● STATED PROBLEM: List every line of the data below that contains the string "even", matching case exactly.

--- SUPPLIED RECORDS ---

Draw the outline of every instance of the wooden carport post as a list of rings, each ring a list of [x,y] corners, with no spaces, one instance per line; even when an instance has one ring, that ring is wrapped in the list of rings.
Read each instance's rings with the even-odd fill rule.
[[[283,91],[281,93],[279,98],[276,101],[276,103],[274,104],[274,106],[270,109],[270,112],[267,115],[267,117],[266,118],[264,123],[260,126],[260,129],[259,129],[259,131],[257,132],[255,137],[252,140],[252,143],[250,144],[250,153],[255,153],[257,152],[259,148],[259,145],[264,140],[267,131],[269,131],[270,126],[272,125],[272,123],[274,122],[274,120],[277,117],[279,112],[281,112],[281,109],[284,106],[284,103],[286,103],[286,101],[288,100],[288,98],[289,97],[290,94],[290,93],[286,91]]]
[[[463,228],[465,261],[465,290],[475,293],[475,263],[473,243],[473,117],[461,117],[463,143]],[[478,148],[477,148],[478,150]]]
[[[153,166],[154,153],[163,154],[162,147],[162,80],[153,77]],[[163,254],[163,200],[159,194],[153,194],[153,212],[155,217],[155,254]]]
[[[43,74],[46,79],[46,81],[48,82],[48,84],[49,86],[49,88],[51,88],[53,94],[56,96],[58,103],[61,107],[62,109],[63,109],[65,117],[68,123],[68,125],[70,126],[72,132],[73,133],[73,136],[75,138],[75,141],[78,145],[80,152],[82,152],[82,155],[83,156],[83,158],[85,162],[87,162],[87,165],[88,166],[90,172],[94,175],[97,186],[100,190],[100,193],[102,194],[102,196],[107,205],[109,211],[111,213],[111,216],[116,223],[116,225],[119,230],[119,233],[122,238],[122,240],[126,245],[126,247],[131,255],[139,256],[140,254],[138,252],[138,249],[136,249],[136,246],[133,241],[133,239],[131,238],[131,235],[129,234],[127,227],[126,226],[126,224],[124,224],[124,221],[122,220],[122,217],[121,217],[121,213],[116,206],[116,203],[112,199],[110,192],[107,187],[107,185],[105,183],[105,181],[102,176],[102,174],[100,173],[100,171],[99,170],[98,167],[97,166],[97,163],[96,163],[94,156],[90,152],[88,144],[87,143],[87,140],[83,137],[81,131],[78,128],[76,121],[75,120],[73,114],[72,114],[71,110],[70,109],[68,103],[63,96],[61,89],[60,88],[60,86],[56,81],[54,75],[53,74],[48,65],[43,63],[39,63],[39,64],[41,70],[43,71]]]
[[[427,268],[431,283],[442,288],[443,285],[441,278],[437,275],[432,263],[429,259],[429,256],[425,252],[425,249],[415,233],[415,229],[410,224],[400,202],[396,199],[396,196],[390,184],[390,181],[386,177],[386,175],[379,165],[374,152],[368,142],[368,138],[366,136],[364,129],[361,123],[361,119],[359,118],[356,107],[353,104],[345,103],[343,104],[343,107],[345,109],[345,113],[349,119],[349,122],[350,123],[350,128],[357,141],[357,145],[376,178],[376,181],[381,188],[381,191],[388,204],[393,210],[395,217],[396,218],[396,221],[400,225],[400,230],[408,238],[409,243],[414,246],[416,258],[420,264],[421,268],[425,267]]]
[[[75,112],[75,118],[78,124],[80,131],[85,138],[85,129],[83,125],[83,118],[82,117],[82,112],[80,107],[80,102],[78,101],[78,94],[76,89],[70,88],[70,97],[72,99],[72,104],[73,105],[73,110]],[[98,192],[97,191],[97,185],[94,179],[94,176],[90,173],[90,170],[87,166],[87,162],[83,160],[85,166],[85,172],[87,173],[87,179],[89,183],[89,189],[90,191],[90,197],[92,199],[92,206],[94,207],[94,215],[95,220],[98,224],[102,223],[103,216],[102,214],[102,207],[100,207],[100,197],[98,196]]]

---

● RESPONSE TO THE EXERCISE:
Draw the outline of every instance of the wooden carport post as a list of rings, each ring a list of [x,y] corners, with no spaces, one instance per line; even when an instance has one ring, that ring is wrapped in the list of rings.
Read each instance's rings with the even-odd fill rule.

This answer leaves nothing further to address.